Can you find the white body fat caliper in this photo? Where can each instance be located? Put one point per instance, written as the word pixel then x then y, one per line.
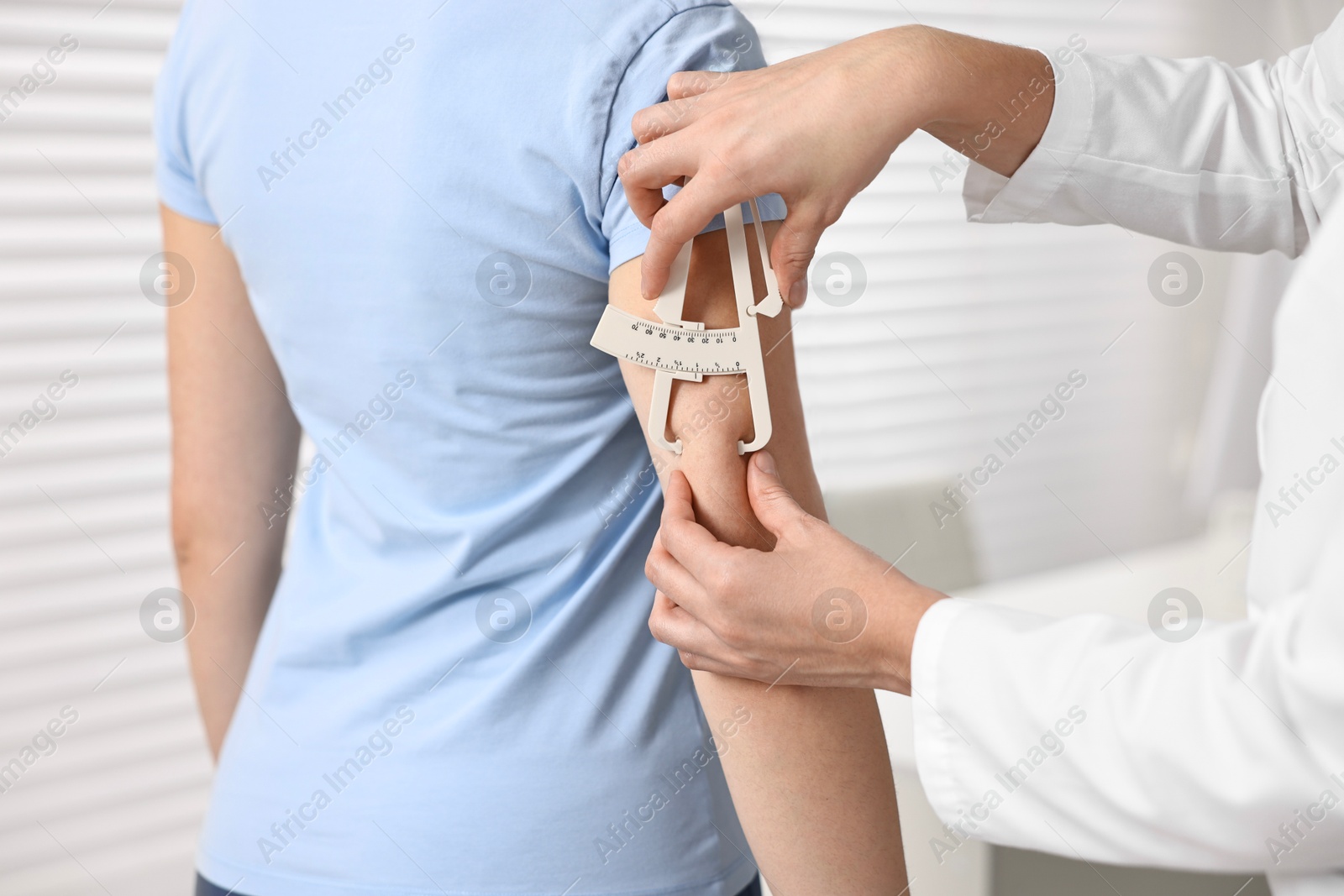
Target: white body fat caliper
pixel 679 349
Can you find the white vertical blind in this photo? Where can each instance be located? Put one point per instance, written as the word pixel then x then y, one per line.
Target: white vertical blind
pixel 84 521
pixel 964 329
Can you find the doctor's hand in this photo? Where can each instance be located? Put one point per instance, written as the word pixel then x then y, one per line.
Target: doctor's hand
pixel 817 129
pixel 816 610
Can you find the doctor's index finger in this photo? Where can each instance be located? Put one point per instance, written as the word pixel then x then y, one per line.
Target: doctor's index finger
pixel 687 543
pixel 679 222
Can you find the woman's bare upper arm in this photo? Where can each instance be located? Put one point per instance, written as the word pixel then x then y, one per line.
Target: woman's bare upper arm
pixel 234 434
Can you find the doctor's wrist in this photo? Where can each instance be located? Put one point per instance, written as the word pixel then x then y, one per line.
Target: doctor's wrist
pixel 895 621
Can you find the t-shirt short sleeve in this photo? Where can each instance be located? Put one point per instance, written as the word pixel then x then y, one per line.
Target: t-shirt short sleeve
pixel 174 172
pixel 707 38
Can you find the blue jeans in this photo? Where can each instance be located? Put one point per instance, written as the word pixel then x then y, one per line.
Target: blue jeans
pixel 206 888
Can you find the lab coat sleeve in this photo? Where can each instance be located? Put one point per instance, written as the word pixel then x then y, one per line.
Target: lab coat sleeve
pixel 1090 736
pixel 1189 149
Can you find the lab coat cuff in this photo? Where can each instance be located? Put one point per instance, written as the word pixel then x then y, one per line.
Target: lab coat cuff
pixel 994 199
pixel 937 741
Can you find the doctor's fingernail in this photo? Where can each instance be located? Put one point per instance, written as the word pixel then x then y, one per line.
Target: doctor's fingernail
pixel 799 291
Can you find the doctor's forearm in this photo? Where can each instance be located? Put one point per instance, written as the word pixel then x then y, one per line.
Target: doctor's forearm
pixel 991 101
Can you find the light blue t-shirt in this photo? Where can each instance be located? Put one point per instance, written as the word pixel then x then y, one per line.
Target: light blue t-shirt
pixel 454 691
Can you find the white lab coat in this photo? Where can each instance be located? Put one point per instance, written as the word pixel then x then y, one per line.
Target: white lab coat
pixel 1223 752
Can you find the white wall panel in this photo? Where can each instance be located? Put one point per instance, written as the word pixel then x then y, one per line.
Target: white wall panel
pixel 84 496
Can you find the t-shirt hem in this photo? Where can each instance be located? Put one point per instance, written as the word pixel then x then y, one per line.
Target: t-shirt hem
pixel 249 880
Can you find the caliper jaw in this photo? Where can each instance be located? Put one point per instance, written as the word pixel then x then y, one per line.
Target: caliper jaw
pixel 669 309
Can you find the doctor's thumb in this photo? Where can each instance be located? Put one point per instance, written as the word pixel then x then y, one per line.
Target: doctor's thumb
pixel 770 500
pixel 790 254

================

→ **TASK TO CARRY OUT**:
Rewrite every line of the rows above as a single numbered list, with blank lines and pictures left out.

→ **SOLUTION FOR THIS TASK**:
1. Can you find the white body fat caliper in this photo? Where can each instance be located? Put one point per instance, written as the word pixel then x then y, one per line.
2. Target: white body fat caliper
3. pixel 679 349
4. Can you find the white vertical blind in this photo? Where can each instance be located? Put one point per instance, written as the word pixel then x then y, one per line.
5. Target: white vertical blind
6. pixel 84 521
7. pixel 964 329
8. Can you find the doctor's hand in this photo? Where can each instance be located? Put one point per instance, written as the word pixel then x then y, one per line.
9. Target: doctor's hand
10. pixel 817 129
11. pixel 816 610
12. Can you find the doctor's index finger in this photo? Where can each instance be located? Put one point per instance, written as the word pixel then x then y, one per line.
13. Target: doctor's index finger
14. pixel 687 543
15. pixel 679 222
16. Can you find the woman's bare upper arm in this photo? Where can each instance be located? Put one point per instance, written as the word pixel then x then y, one per line.
17. Target: woman's bare upper arm
18. pixel 234 434
19. Can you find the doctor's wrist in this photo? Where can each instance be located? Put one point per instance, written as the word pixel then x then y, one per line.
20. Target: doctor's wrist
21. pixel 895 621
22. Can you find the t-shirt short sleeve in this photo? Where can each instance be located? Put one point per instance, written as the word pixel then x then y, one per line.
23. Target: t-shirt short sleeve
24. pixel 174 172
25. pixel 707 38
26. Can you find the blue jeans in this photo? Where can each instance be located? Put one point per instance, written as the word pixel then x then y, one per line.
27. Target: blue jeans
28. pixel 206 888
29. Can you find the lab coat sleeve in this photo? Where can each instance be located? Put one point per instance, written as the word pixel then x then y, one per line.
30. Target: lab coat sleeve
31. pixel 1090 736
32. pixel 1189 149
33. Can you find the lab coat cuff in this photo? Where can each instance be located? Put one point per instance, written as the word pixel then x then y, one per line.
34. Target: lab coat cuff
35. pixel 994 199
36. pixel 937 741
37. Can you find the doctor's fingernail in this photo? Where can each instance be located? Put one point per instance, written as the word pixel then x then y, one per line.
38. Target: doctor's fingernail
39. pixel 799 291
40. Can you find the doctor's forearm in this photo? Where can each instance be located? Put one point per instance, written as the word pixel then x then y, one per line.
41. Target: doctor's forearm
42. pixel 991 101
43. Can you find the light blue t-shirt in this photo? Where can each instance be located? Put one point per instance, written as the word pixel then x then y, one per line.
44. Target: light blue t-shirt
45. pixel 454 691
46. Can you find the white lab coat in this photo? Where can each instance be located? Put one point per instance, written as the word pixel then x then y, one per line.
47. Target: white lab coat
48. pixel 1223 752
49. Can you find the white wall panel in this photo? Where can each instance be located? Put one point per instance, written as the word pixel then x then y, one per line.
50. Target: white wall panel
51. pixel 84 496
52. Can you find the t-shirt hem in this photo? Where can each instance be located? Put one point per instance, written as the word pixel then x then y, one per line.
53. Target: t-shirt hem
54. pixel 249 880
55. Can you find the caliper jaw in this photo? Where can each instance be located? Put one point per instance, written as the word pixel then x then y, one per line.
56. Target: caliper jaw
57. pixel 669 309
58. Can you find the doctor's thumb in this photo? Where can each instance be located? Put one point per instance, written as the word pixel then x then y, one per line.
59. Target: doctor's thumb
60. pixel 770 500
61. pixel 790 254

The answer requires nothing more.